(Photo-based referring expression data)

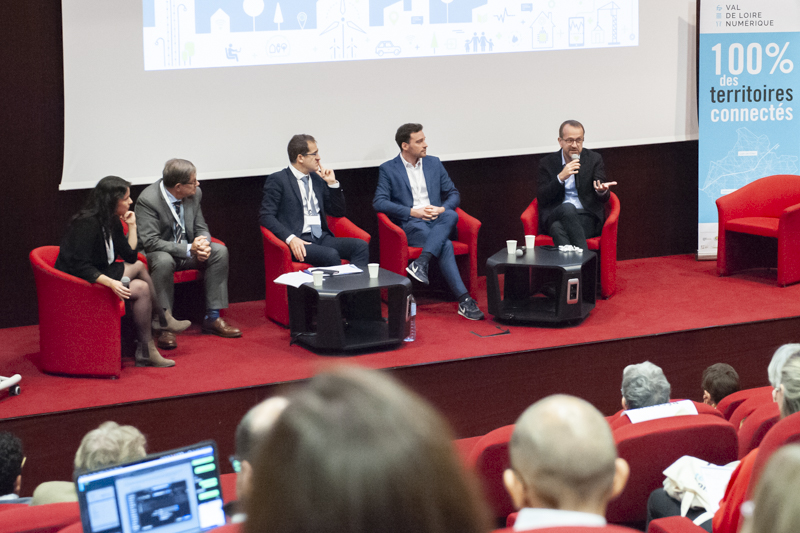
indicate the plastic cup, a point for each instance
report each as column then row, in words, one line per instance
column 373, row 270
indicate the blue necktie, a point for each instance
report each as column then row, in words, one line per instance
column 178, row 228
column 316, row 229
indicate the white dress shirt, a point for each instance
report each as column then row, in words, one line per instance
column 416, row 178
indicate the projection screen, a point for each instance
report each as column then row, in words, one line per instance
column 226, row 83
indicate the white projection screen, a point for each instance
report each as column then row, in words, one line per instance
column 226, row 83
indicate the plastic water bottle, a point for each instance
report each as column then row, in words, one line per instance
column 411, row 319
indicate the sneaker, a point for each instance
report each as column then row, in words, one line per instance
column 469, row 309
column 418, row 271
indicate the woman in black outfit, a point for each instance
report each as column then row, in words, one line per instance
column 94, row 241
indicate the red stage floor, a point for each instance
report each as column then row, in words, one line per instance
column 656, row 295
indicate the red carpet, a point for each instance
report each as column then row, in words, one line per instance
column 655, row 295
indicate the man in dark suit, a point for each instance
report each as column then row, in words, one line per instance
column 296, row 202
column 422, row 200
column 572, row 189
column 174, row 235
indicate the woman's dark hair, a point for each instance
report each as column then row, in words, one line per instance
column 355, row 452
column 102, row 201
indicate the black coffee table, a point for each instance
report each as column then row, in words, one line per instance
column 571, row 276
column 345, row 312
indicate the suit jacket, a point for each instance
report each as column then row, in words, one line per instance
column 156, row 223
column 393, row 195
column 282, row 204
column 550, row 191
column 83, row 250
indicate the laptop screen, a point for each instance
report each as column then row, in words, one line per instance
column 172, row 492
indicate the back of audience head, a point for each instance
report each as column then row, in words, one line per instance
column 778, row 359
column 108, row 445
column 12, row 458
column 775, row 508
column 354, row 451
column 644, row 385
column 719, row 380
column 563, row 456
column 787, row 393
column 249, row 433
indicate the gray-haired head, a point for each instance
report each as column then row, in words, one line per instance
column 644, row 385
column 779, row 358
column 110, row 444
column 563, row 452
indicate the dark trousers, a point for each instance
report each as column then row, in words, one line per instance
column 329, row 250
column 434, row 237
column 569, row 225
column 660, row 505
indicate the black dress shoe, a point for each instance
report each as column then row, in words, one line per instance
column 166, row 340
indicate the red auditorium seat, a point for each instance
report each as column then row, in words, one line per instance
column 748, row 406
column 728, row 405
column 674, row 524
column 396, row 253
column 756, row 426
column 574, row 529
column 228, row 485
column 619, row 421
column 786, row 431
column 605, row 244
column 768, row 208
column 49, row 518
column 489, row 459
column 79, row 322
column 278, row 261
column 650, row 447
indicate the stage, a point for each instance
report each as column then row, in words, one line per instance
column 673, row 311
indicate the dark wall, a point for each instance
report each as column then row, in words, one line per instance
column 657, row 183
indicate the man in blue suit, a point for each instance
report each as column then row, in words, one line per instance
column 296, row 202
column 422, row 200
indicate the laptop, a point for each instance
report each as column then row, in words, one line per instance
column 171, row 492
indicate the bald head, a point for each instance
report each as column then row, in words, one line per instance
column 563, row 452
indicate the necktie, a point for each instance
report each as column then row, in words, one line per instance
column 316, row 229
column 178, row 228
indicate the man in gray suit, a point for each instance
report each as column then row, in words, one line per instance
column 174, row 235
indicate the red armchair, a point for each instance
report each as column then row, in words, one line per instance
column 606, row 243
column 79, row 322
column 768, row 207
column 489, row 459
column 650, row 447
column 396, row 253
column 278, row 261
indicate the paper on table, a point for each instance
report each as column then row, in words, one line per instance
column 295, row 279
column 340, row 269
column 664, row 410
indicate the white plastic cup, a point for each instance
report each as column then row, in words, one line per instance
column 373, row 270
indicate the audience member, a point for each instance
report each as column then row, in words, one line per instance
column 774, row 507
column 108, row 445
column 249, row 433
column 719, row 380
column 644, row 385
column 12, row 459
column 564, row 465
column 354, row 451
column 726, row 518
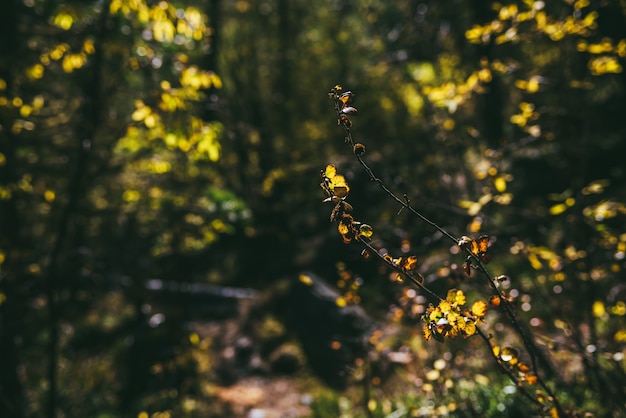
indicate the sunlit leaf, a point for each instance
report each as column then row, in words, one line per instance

▶ _Work required_
Copy from the entries only those lines that hold the word "white".

▶ _Completed task_
indicate the white dress shirt, a point for each instance
indicate the white projection screen, a point for each instance
indicate the white plastic cup, a point for each instance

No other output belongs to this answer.